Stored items
· · · · ·

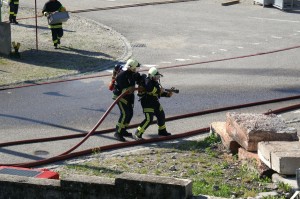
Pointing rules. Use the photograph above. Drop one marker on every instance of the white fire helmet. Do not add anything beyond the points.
(153, 73)
(131, 64)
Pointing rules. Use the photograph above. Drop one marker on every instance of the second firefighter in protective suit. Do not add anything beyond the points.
(125, 82)
(150, 92)
(13, 11)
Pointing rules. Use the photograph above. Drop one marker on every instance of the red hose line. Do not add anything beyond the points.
(167, 119)
(126, 144)
(161, 68)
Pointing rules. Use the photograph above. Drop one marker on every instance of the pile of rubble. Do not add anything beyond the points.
(265, 138)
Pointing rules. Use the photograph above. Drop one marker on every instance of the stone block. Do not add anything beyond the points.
(220, 129)
(5, 38)
(283, 157)
(249, 129)
(258, 165)
(150, 186)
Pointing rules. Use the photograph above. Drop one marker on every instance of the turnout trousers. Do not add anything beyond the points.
(126, 114)
(57, 34)
(13, 11)
(154, 109)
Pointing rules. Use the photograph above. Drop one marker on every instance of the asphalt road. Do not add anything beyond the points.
(165, 35)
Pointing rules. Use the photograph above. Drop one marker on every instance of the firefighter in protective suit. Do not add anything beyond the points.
(150, 94)
(56, 29)
(125, 80)
(13, 11)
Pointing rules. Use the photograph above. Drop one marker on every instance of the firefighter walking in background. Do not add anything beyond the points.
(125, 80)
(150, 93)
(56, 29)
(13, 11)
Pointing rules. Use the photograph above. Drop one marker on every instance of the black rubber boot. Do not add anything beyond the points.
(126, 133)
(137, 135)
(119, 137)
(163, 132)
(15, 20)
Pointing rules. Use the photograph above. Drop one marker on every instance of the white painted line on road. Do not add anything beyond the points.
(149, 65)
(182, 59)
(194, 56)
(279, 20)
(276, 37)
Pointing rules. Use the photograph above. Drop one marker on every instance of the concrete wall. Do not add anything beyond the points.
(5, 38)
(125, 186)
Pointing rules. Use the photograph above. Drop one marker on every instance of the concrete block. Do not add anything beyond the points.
(283, 157)
(79, 185)
(5, 38)
(220, 129)
(249, 129)
(155, 187)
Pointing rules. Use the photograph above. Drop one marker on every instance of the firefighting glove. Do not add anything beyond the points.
(169, 94)
(131, 89)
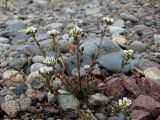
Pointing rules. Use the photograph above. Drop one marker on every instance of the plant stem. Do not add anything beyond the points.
(78, 62)
(37, 43)
(49, 86)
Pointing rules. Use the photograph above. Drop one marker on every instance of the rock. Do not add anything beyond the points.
(51, 98)
(113, 62)
(98, 99)
(69, 66)
(138, 46)
(14, 25)
(68, 102)
(100, 116)
(54, 26)
(120, 40)
(157, 38)
(20, 89)
(38, 59)
(4, 40)
(36, 66)
(131, 85)
(148, 103)
(27, 49)
(116, 30)
(114, 88)
(17, 63)
(90, 46)
(34, 76)
(92, 11)
(25, 103)
(128, 17)
(11, 108)
(144, 64)
(75, 72)
(139, 115)
(153, 73)
(119, 23)
(12, 78)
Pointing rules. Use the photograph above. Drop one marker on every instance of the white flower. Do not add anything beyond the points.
(108, 20)
(76, 31)
(45, 69)
(53, 32)
(49, 60)
(30, 30)
(124, 102)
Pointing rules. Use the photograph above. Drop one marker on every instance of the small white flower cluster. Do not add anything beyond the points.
(108, 21)
(125, 102)
(128, 52)
(49, 60)
(45, 70)
(31, 30)
(53, 32)
(76, 31)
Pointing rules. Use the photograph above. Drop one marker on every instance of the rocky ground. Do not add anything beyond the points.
(23, 94)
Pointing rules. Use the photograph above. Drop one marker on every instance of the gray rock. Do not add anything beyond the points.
(68, 102)
(90, 46)
(27, 49)
(138, 46)
(128, 17)
(98, 99)
(36, 66)
(113, 62)
(38, 59)
(25, 103)
(119, 23)
(20, 89)
(100, 116)
(157, 38)
(4, 40)
(69, 66)
(14, 25)
(51, 98)
(17, 63)
(116, 30)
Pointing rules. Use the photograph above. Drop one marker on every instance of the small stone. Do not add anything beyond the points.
(147, 103)
(51, 98)
(114, 88)
(38, 59)
(138, 46)
(153, 73)
(98, 99)
(129, 17)
(17, 63)
(116, 30)
(75, 72)
(68, 102)
(139, 115)
(11, 108)
(25, 103)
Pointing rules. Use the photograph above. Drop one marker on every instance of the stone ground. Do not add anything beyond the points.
(137, 27)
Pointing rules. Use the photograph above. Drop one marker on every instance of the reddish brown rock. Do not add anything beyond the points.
(131, 85)
(147, 103)
(139, 115)
(149, 87)
(114, 88)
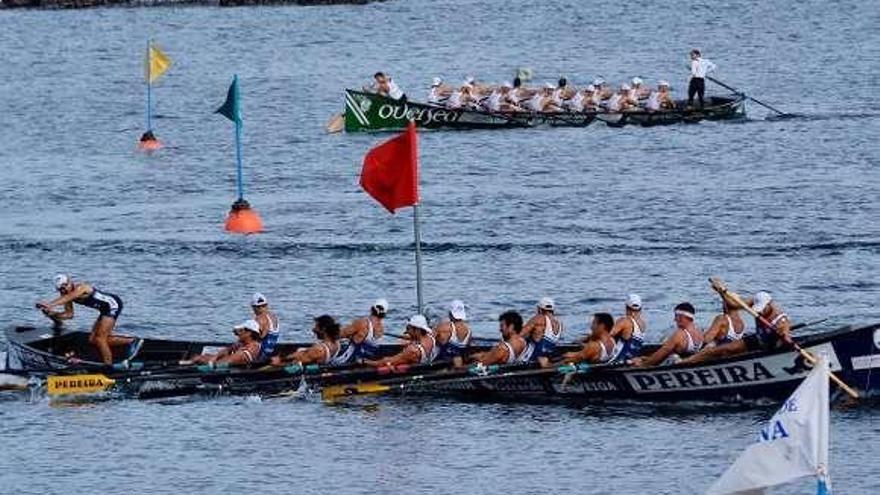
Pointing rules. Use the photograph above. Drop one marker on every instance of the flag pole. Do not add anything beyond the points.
(238, 140)
(149, 91)
(418, 238)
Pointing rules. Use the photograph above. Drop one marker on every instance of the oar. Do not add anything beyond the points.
(759, 102)
(733, 296)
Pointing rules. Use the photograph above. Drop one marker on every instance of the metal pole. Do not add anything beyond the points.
(418, 236)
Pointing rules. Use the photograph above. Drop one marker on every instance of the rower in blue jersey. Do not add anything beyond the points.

· · · · ·

● Short task: Will you set down the records word for word while leaving out every picture?

● Expected output:
Pointing rules. Use the photograph above. Drop one marker on every instance of the white fire helmet. Do not add anything beyond the points.
(153, 73)
(131, 64)
Pointing rules. Use the photograph above. Drop one marker on every instance of the second firefighter in protective suit. Do not add anything beyond the points.
(125, 82)
(150, 92)
(13, 11)
Pointing rules. Use the photograph above. Drop one marker on every instance of the red hose line. Do not add anything beyond the points.
(167, 119)
(126, 144)
(161, 68)
Pointing rules. Use the photograph above. Drop one marker on every instance of the pile of rubble. Do not add anything beyond the points.
(265, 138)
Pointing rules. Use the photograph above. Drop one marker on every instance of the stone block. Do not add anything beyond the points.
(220, 129)
(5, 38)
(283, 157)
(249, 129)
(258, 165)
(150, 186)
Pointing rules. Use the photograph above. Drop one marker on every instance of the turnout trousers. Do not add anything beyond the points.
(126, 114)
(57, 34)
(13, 11)
(154, 109)
Pointing rules. Use the photograph above. Drop one marker on every instance of the asphalt road. Do not add anything beyond the points.
(165, 35)
Pointing rules. Use the photograph above. Drop one marker on every instance of the firefighter in protective suit. Do not add anything beyond the points.
(150, 94)
(56, 29)
(125, 80)
(13, 11)
Pointing rules. Use the photograph above. Drop one marker on every instance of the firefighter walking in background. Do not add anything beyond the points.
(125, 80)
(150, 93)
(56, 29)
(13, 11)
Pointing rules. Use the photograph above. Drop one marker on every instance of the black rubber boot. Do not add anything beyond the points.
(126, 133)
(137, 135)
(119, 137)
(163, 132)
(15, 20)
Pointing rules. Use the photograph above. Drop one marker on every instance of the white painted line on road. Do not add anything beyond the points.
(149, 65)
(182, 59)
(194, 56)
(279, 20)
(276, 37)
Pointing rules. Use the photograph above. Drop one marker on every instance of the concrete wall. Do not add anything beyond the points.
(5, 38)
(125, 186)
Pointing rules. Use the photograph above. Drop one marker on every instance of the concrete block. Do not add anything beyond the points.
(283, 157)
(79, 185)
(5, 38)
(220, 129)
(249, 129)
(155, 187)
Pointing rules. Use the photograph above. Drop one marker on every instance of the firefighting glove. Do not add anything beyond the points.
(169, 94)
(131, 89)
Pointing rules. Use the photograph above. Drop one marker on every instance of the plant stem. Do not add anything beyond the points.
(78, 62)
(37, 43)
(49, 86)
Pointing rules. Use the photograph above. Drop one marker on every instance of the rock. Do not add anything beyond the points.
(51, 98)
(113, 62)
(98, 99)
(69, 66)
(138, 46)
(14, 25)
(68, 102)
(100, 116)
(54, 26)
(120, 40)
(157, 38)
(20, 89)
(38, 59)
(4, 40)
(36, 66)
(131, 85)
(148, 103)
(27, 49)
(116, 30)
(114, 88)
(17, 63)
(90, 46)
(34, 76)
(92, 11)
(25, 103)
(128, 17)
(11, 108)
(144, 64)
(75, 72)
(139, 115)
(153, 73)
(119, 23)
(12, 78)
Pointing rules. Use the photograph above. Drop one marker on every instance of the white flower. Do not add anything beyond the points.
(108, 20)
(76, 31)
(45, 69)
(53, 32)
(49, 60)
(30, 30)
(124, 102)
Pointing rules. Use the photograph above. Drop one marker on every instance of the small white flower cluster. Do not add anything beyond the points.
(108, 21)
(125, 102)
(128, 52)
(49, 60)
(45, 70)
(31, 30)
(53, 32)
(76, 31)
Pointing rules. Use the photograph above. Drop one marker on every instance of the rocky ground. Do not add anything beyond the points.
(23, 94)
Pointing rules. Use the photograph above. Drop one marker on every instance of the gray rock. Do not add anything beyond the points.
(68, 102)
(90, 46)
(27, 49)
(138, 46)
(128, 17)
(98, 99)
(36, 66)
(113, 62)
(38, 59)
(25, 103)
(119, 23)
(20, 89)
(100, 116)
(157, 38)
(4, 40)
(69, 66)
(14, 25)
(51, 98)
(17, 63)
(116, 30)
Pointing rules. Use the photograph above. Drop one marker on every instance of the small stone. Do not add anything beyond the points.
(147, 103)
(51, 98)
(114, 88)
(38, 59)
(138, 46)
(153, 73)
(98, 99)
(129, 17)
(17, 63)
(116, 30)
(75, 72)
(68, 102)
(139, 115)
(11, 108)
(25, 103)
Pointing rules. Use the photograph above. Drop one marker on every instance of the stone ground. Do not add anything beyond the points.
(137, 27)
Pointing rules. Use the photograph above. Drop one marker on every instance of the reddish brown rock. Do not add anything beyond the points.
(131, 85)
(147, 103)
(139, 115)
(149, 87)
(114, 88)
Pointing rules. Use the photograph above. Drop one marker on every instance of the flag pole. Do not add anything beyond the points.
(238, 140)
(149, 91)
(418, 238)
Pointing rules. Use the photograph above. Drop one marker on every instance of the oar. Do not add anything beyond the points.
(759, 102)
(733, 296)
Pointing rules. Use the photograph above. Drop one marker on every instance of the metal pole. Do not add anything beyond the points.
(418, 236)
Pointing rules. Use the photograph above. Drop one marker on every instance of the rower in blue jersey. Do not add anything beyond the points.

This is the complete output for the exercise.